> **Detalles del problema**
Reescribe los registros desde la línea que contiene "Intersection-audit request. Target: aircraft wing" hasta el final. Sustituye "hazy sky" por "overcast sky" y deja todo lo demás sin cambios.

Registros:
##########
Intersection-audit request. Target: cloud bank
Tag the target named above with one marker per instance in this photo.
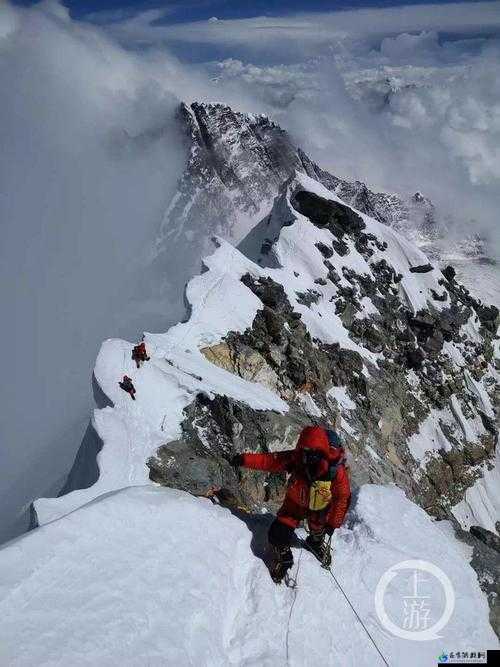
(88, 163)
(404, 99)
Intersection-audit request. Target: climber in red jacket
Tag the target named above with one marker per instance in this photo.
(139, 354)
(318, 490)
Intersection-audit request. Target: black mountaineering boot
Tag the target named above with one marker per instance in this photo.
(282, 562)
(317, 545)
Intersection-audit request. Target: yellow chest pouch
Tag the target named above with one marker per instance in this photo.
(320, 495)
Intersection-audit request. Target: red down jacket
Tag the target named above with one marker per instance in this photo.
(296, 504)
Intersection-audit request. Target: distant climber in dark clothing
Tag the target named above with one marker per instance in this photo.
(126, 385)
(139, 354)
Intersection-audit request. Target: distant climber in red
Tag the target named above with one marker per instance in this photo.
(127, 385)
(139, 354)
(318, 490)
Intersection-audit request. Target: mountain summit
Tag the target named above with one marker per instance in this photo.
(323, 314)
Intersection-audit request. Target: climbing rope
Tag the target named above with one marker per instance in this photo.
(292, 606)
(359, 618)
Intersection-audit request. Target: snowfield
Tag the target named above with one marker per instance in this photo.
(220, 303)
(154, 576)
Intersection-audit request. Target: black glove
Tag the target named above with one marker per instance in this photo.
(237, 460)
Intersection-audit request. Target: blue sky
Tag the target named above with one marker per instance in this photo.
(194, 10)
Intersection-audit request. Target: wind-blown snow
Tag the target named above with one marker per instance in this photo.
(132, 431)
(154, 576)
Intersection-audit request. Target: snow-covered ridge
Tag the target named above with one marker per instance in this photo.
(221, 303)
(154, 576)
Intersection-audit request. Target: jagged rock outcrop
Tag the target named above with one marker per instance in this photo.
(323, 314)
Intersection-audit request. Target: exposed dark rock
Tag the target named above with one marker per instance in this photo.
(309, 297)
(329, 214)
(324, 250)
(423, 268)
(449, 273)
(490, 539)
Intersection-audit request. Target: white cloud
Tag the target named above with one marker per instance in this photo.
(89, 158)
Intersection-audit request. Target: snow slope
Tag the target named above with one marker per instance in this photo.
(220, 302)
(153, 576)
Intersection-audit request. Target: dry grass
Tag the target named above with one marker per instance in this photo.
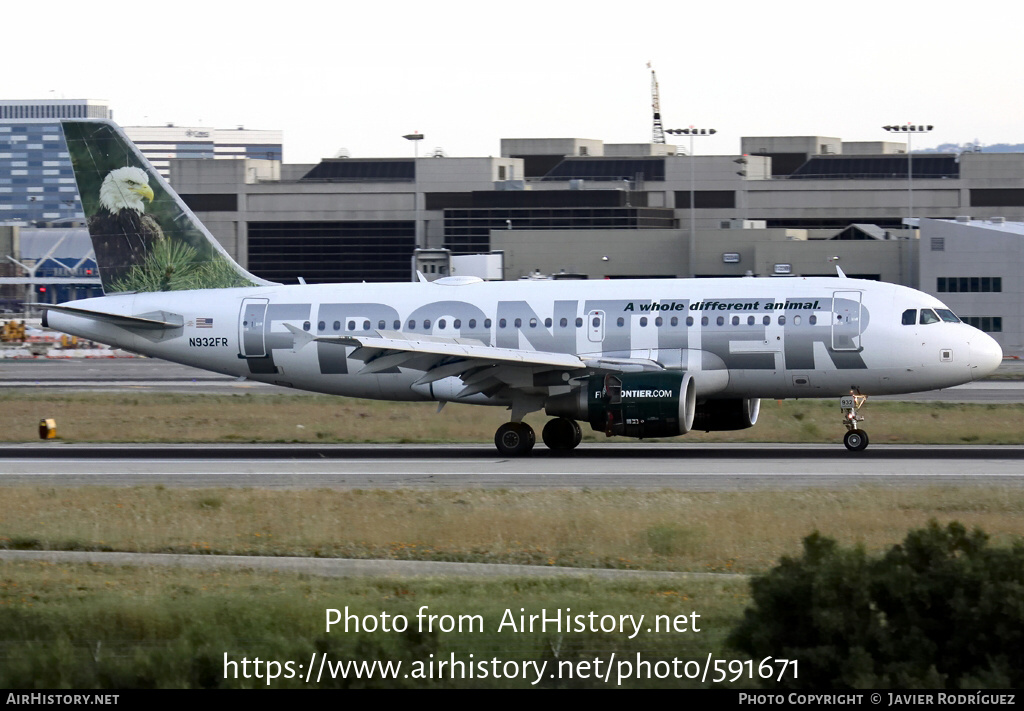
(162, 417)
(667, 530)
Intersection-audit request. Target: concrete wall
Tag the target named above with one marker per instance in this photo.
(978, 249)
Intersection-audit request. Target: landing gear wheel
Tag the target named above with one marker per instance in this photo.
(515, 438)
(561, 434)
(855, 440)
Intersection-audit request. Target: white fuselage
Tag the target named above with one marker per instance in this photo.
(814, 337)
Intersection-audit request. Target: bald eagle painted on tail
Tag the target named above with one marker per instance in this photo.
(122, 233)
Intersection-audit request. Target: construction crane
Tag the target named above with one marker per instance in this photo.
(658, 132)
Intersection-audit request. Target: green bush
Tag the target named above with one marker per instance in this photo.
(943, 610)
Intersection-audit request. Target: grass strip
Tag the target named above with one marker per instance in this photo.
(741, 532)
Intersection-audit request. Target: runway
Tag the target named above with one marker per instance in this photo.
(687, 467)
(151, 375)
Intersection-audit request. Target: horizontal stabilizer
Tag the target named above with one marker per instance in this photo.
(158, 321)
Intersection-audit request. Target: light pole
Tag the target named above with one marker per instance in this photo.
(691, 131)
(416, 137)
(909, 130)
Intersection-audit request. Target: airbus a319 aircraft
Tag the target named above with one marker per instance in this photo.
(638, 358)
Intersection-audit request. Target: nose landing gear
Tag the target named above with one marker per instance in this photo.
(855, 438)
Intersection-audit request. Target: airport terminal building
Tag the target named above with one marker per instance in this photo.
(601, 210)
(783, 206)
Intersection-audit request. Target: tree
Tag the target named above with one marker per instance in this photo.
(942, 610)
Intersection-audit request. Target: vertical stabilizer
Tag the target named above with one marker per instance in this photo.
(144, 237)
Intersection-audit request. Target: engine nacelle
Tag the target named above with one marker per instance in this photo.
(633, 405)
(722, 415)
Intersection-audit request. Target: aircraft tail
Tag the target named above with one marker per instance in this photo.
(144, 237)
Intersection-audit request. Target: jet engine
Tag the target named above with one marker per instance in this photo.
(721, 415)
(634, 405)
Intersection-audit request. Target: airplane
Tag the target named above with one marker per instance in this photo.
(636, 358)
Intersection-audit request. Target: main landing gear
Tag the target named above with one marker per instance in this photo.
(517, 438)
(855, 438)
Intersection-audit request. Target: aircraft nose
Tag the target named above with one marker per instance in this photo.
(985, 356)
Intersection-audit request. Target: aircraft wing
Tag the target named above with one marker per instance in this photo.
(480, 367)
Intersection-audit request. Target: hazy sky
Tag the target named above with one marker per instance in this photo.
(466, 74)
##########
> **Resultado final**
Intersection-audit request. Target: aircraft wing
Tag the target named above with one marker per instance in this photo.
(480, 367)
Intersection-audit request. Target: overcast sky
Tag the target named above with one marker per instance in this photo.
(466, 74)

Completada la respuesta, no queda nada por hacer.